Problem requirements
Name each input that the article on building an advice business says good strategy and plans take.

Quoted text
Adviser Innovation logo
Advisor Inovation logo
Building an advice business for the future

Building an advice business for the future

author image
By Eamonn Twomey ·
October 28 2015

Building an advice business for the future

When starting out, many financial advisers' dream is to build a successful business that they can one day pass on to a successor or sell for a big sum of money to secure themselves in retirement.

For a smaller number, they simply want to operate as a lifestyle business, generating enough cash to live comfortably in the present. They don't want to run a business; instead they are happy to stay operating as a financial practice.

They are operating more like traditional insurance salesmen, living from year to year, with no great growth ambitions. There is nothing wrong with this as an approach, if you have decided that this is what you want.

However, there are quite a number of advisers in the market who very much want the former situation (to build a business), but in reality are they still operating like the latter.

So what is it that stops them from successfully transitioning into being a business?

No strategy or plans in place

One of the characteristics of advisers who are living from year to year with little clarity of where they are going in the future is a lack of a strategy and firm plans - ones that are written down.

==
==

These advisers may be operating very successfully today, but are not really focused on the future and what they are actually trying to achieve. Good strategy and plans take reflection, challenge and commitment. Without these inputs, it's hard to clarify and chart your future direction.

Collected data
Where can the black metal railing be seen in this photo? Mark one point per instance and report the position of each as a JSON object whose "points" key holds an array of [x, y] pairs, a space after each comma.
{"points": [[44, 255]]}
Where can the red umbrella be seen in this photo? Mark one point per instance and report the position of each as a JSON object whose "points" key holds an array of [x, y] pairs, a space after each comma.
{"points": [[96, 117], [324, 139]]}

The answer
Reflection, challenge, and commitment.